> _REQUIREMENT_:
Copy out, word for word, the lines of the entries below starting at the line that contains "Track-and-sign request: indicate each instance of the framed" and ending at the line that contains "x=265, y=154", with both of those lines included.

↓↓↓

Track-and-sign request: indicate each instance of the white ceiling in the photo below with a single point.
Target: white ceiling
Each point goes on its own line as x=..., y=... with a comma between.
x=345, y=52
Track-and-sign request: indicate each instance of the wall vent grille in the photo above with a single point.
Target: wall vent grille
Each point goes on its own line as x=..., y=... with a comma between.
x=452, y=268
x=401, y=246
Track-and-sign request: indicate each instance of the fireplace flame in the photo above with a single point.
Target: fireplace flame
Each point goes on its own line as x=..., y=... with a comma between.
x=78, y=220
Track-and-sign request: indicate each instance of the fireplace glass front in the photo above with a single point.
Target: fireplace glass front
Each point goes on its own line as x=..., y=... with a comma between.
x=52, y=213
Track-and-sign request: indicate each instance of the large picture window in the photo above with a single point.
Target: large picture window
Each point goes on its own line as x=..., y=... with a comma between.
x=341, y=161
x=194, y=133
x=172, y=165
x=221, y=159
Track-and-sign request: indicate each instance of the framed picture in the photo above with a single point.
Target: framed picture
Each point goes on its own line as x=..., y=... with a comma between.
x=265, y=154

↑↑↑
↓↓↓

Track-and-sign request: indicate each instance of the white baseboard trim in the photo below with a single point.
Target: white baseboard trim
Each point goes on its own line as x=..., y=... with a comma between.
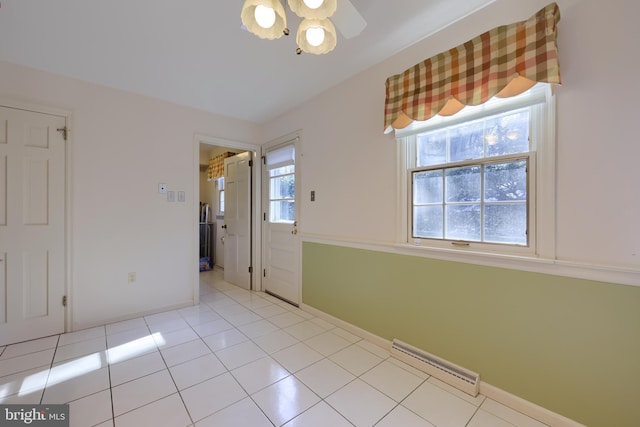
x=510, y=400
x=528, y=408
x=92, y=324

↑↑↑

> _FINISHED EXERCISE_:
Track-and-sign request: indicate each instance of the framed picture in the photo above with a single point.
Target: framed picture
Each point goes on its own line as x=..., y=... with a comma between.
x=265, y=154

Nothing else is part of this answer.